Required work — Below are records to repeat exactly. Omit the pictures from the copy.

Data section —
******
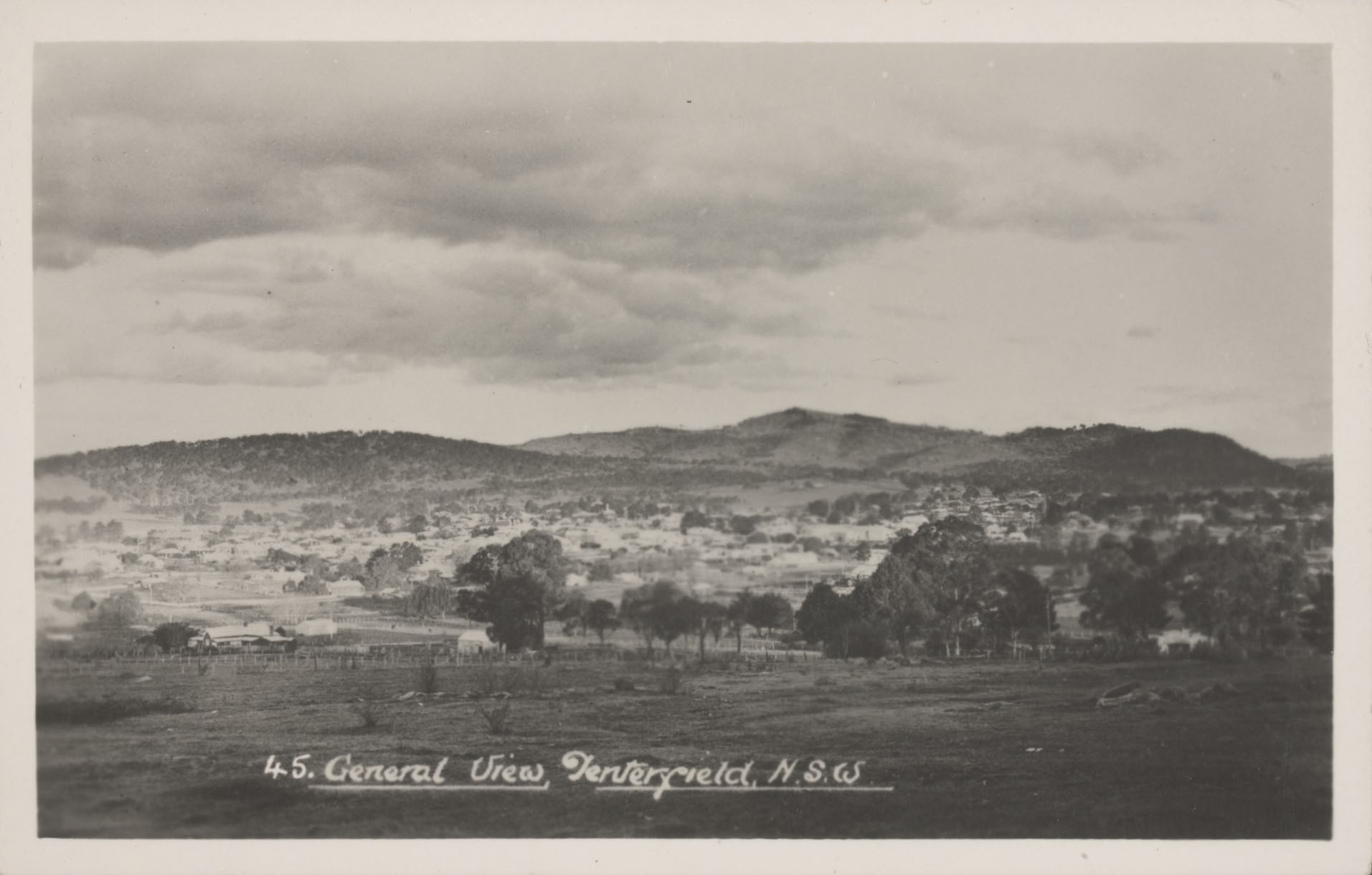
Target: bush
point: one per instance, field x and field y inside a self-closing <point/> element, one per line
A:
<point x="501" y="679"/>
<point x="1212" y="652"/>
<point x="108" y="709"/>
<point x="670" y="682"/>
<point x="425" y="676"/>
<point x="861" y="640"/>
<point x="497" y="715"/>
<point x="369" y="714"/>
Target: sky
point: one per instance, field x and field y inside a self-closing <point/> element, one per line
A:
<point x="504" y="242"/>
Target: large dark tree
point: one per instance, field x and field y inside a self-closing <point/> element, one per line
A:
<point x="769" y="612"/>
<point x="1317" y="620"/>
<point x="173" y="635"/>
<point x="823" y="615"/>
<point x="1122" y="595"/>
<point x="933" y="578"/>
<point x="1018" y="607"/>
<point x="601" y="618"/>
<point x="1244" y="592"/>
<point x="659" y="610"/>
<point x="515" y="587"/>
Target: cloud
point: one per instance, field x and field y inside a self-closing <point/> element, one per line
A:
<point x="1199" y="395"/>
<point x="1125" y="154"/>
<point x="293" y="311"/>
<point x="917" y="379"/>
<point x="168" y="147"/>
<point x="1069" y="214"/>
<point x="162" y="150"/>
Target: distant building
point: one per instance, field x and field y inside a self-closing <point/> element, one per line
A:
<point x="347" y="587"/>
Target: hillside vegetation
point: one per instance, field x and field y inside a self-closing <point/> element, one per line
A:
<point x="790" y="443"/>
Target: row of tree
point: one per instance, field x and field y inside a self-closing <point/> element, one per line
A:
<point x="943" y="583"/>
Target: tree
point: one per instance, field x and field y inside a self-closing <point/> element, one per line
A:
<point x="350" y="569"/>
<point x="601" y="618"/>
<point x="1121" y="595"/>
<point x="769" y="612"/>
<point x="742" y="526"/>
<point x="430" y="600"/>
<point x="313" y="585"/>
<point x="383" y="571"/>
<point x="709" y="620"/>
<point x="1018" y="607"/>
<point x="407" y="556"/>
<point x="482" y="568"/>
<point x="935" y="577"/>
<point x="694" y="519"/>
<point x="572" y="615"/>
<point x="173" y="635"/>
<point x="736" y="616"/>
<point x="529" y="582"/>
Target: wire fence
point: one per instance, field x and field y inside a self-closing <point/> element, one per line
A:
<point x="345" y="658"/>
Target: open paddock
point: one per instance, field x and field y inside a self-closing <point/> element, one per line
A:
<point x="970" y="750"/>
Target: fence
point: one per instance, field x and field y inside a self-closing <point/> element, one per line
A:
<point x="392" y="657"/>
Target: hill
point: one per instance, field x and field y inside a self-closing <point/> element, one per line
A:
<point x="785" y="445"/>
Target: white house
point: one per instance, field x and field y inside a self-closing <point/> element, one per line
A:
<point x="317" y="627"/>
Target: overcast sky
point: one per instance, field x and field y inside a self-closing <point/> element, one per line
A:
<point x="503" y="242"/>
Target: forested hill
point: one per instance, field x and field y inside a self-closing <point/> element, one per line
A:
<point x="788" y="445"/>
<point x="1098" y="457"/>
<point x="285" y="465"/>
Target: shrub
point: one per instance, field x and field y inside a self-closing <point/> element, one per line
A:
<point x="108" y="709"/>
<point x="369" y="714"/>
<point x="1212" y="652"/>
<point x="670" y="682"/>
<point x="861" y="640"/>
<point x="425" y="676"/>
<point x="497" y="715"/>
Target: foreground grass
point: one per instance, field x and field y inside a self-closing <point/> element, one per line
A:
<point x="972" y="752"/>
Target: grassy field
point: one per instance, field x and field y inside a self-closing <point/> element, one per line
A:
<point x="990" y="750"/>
******
Exercise answer —
Target: bush
point: one per instance, field x and field y inside a self-closing <point/> element, one per line
A:
<point x="501" y="679"/>
<point x="1212" y="652"/>
<point x="108" y="709"/>
<point x="670" y="682"/>
<point x="425" y="676"/>
<point x="861" y="640"/>
<point x="497" y="715"/>
<point x="369" y="714"/>
Target: sky
point: one per instance, field x and field y inside a self-closing <point/> element, one per line
A:
<point x="504" y="242"/>
Target: large dark tree
point: one per instance, field x and field y inside a self-closing <point/> element, one per line
A:
<point x="769" y="612"/>
<point x="1317" y="620"/>
<point x="173" y="635"/>
<point x="823" y="615"/>
<point x="1122" y="595"/>
<point x="933" y="578"/>
<point x="1018" y="607"/>
<point x="601" y="618"/>
<point x="1244" y="592"/>
<point x="659" y="610"/>
<point x="515" y="587"/>
Target: cloud
point: one per instance, field x and field y inside a self-closing <point/> element, one per line
A:
<point x="1199" y="395"/>
<point x="1125" y="154"/>
<point x="293" y="311"/>
<point x="917" y="379"/>
<point x="168" y="147"/>
<point x="1069" y="214"/>
<point x="162" y="150"/>
Target: distant building
point: one per instance, field x and field y inside a self-closing <point/> element, one per line
A:
<point x="347" y="587"/>
Target: hillside vegetation
point: one per instance, field x and field y inside a self-closing <point/> element, one per line
A:
<point x="790" y="443"/>
Target: row of tree
point: one per instance, field x and field y inside a self-closing <point/> element, one per line
A:
<point x="943" y="583"/>
Target: tree
point: one per instance, field x and field y inside a self-closing <point/> element, one per line
A:
<point x="350" y="569"/>
<point x="601" y="618"/>
<point x="1121" y="595"/>
<point x="769" y="612"/>
<point x="742" y="526"/>
<point x="430" y="600"/>
<point x="313" y="585"/>
<point x="383" y="571"/>
<point x="709" y="620"/>
<point x="1018" y="607"/>
<point x="407" y="556"/>
<point x="482" y="568"/>
<point x="935" y="577"/>
<point x="694" y="519"/>
<point x="572" y="615"/>
<point x="173" y="635"/>
<point x="736" y="616"/>
<point x="529" y="582"/>
Target: wire fence
point: one per instance, field x and field y inside a self-closing <point/> element, one per line
A:
<point x="345" y="658"/>
Target: open paddock
point: one per instance, field x and field y inside a self-closing <point/> element, one per line
A:
<point x="970" y="750"/>
Target: fence
point: one per instance, field x and field y inside a self-closing <point/> element, one per line
A:
<point x="392" y="657"/>
Target: hill
point: one per instance, field x and field y inside a self-closing <point/> element, one per line
A:
<point x="785" y="445"/>
Target: white house
point: one per instance, field x and field y inside a self-closing <point/> element, one per line
A:
<point x="317" y="627"/>
Target: overcast sky
point: one per instance, field x and field y inside a self-closing <point/> element, one per line
A:
<point x="503" y="242"/>
Target: forested hill
point: one per instance, field x and field y inside a self-closing <point/> element, one per line
A:
<point x="788" y="445"/>
<point x="1098" y="457"/>
<point x="285" y="465"/>
Target: shrub
point: one per instance, field x and field y inside a self-closing <point/> element, one per line
A:
<point x="108" y="709"/>
<point x="369" y="714"/>
<point x="1212" y="652"/>
<point x="670" y="682"/>
<point x="861" y="640"/>
<point x="425" y="676"/>
<point x="497" y="715"/>
Target: foreground grass
point: one per instance, field x and field y inside a self-closing <point/> element, one per line
A:
<point x="972" y="752"/>
Target: grassy field
point: one per instance, field x and field y inside a self-closing <point/> element, one per line
A:
<point x="990" y="750"/>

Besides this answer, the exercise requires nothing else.